__Problem to work on__
For the string "Target", find every matching line in the records and copy it.

__Record extracts__
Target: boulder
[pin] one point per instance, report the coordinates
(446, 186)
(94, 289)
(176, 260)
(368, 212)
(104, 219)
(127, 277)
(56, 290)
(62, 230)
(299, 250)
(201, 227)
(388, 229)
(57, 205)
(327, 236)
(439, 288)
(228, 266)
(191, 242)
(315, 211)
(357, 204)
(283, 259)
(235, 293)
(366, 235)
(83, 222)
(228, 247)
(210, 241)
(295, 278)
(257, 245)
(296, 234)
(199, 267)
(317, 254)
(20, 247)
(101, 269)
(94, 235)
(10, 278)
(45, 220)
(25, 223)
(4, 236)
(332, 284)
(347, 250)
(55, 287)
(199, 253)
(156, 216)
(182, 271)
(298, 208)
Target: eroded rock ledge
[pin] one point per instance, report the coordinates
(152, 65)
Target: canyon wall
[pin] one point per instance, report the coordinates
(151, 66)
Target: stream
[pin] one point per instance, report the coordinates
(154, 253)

__Solution to this task__
Target: boulder
Target: eroded rock ledge
Target: canyon wall
Target: stream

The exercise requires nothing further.